Start of Supplied records

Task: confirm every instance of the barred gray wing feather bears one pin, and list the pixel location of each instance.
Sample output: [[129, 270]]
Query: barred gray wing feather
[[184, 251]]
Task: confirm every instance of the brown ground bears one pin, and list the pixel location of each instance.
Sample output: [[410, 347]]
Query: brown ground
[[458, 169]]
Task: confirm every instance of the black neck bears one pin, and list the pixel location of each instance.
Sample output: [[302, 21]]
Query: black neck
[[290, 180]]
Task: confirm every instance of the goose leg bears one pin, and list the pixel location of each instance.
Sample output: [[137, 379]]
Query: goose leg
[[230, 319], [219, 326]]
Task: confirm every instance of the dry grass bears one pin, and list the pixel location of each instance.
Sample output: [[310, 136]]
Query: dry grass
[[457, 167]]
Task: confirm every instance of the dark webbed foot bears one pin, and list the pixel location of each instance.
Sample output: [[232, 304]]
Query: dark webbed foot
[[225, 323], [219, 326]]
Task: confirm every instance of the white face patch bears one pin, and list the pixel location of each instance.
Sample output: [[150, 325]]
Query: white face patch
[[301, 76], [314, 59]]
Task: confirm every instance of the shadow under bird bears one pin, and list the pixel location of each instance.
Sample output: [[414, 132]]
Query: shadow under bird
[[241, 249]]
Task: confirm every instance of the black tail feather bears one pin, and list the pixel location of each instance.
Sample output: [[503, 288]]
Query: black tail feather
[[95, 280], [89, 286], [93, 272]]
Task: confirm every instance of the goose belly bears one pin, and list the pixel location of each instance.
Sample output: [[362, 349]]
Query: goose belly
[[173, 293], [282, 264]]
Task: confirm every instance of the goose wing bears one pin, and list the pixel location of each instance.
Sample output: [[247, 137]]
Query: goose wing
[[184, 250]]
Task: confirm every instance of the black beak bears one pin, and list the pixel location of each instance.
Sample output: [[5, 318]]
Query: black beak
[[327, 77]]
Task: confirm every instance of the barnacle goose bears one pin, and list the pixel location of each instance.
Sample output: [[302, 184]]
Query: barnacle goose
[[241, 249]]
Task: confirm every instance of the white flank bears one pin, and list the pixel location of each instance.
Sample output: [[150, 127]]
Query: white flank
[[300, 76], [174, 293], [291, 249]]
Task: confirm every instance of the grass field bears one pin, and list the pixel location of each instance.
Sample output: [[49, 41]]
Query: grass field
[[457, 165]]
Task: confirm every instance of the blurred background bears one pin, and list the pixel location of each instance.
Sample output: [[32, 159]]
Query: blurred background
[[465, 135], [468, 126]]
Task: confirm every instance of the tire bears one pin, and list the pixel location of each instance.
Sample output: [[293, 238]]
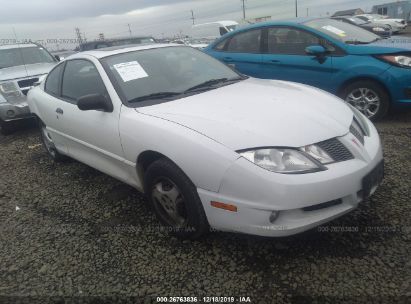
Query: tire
[[48, 144], [7, 128], [175, 200], [368, 97]]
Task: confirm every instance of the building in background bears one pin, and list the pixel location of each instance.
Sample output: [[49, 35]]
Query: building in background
[[398, 9], [351, 12]]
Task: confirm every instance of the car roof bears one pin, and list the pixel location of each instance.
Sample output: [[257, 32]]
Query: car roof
[[284, 22], [114, 50], [14, 46]]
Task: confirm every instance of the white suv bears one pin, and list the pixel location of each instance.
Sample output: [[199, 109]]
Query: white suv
[[21, 65]]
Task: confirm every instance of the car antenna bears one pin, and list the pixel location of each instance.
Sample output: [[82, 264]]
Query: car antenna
[[21, 51]]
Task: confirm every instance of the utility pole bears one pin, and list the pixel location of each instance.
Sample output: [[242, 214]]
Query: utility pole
[[243, 9], [296, 9], [78, 34], [129, 28], [192, 16]]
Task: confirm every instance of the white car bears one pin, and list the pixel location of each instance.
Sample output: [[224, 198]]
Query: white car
[[395, 25], [208, 146]]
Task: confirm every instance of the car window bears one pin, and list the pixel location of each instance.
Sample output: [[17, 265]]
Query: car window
[[164, 69], [363, 18], [245, 42], [290, 41], [221, 46], [53, 80], [81, 78]]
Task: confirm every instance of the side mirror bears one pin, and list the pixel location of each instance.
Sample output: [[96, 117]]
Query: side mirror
[[315, 50], [94, 102]]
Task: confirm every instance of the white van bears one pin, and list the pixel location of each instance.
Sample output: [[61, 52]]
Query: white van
[[212, 30]]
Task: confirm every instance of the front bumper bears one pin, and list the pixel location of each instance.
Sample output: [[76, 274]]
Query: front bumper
[[13, 112], [257, 193]]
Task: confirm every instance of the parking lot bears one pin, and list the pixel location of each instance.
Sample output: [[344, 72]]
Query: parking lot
[[69, 231]]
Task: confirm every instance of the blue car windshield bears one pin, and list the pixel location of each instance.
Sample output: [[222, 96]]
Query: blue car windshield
[[344, 32]]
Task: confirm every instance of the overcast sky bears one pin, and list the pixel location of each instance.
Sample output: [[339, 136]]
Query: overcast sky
[[48, 19]]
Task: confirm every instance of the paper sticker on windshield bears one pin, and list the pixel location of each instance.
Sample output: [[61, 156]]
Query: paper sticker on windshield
[[130, 70], [334, 30]]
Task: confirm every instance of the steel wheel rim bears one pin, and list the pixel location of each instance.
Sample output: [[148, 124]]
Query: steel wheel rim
[[169, 202], [365, 100], [48, 142]]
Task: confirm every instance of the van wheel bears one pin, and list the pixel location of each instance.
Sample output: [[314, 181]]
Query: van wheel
[[368, 97], [49, 144], [175, 200]]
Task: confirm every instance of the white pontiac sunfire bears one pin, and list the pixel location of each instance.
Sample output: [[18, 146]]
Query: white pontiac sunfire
[[208, 146]]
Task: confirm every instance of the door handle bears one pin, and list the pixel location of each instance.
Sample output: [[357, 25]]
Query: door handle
[[273, 61]]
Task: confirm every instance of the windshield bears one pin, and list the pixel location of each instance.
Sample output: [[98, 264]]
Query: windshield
[[24, 55], [357, 21], [161, 73], [344, 32]]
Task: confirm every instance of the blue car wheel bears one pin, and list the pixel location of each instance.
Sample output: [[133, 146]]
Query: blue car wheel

End of Supplied records

◆ Work instructions
In the part of the data that opens with the line containing "Task: confirm every instance of the brown" and closes with the line containing "[[457, 167]]", change every "Sample output" to "Example output". Reproduce those lines with nothing else altered.

◆ Answer to this problem
Task: confirm every instance of the brown ground bears one pin, and list the pixel location of each instance.
Example output: [[410, 347]]
Query: brown ground
[[458, 169]]
Task: confirm every instance of the black neck bears one pin, and list the pixel location of each instance.
Example output: [[302, 21]]
Query: black neck
[[290, 180]]
Task: confirm every instance of the goose leg bears one pin, and list the pixel location of each instance.
Example output: [[137, 379]]
Query: goose leg
[[230, 319], [219, 326]]
Task: confirm every instance of the dry grass bears one pin, and list the pixel location of each instance.
Example output: [[310, 136]]
Query: dry grass
[[457, 167]]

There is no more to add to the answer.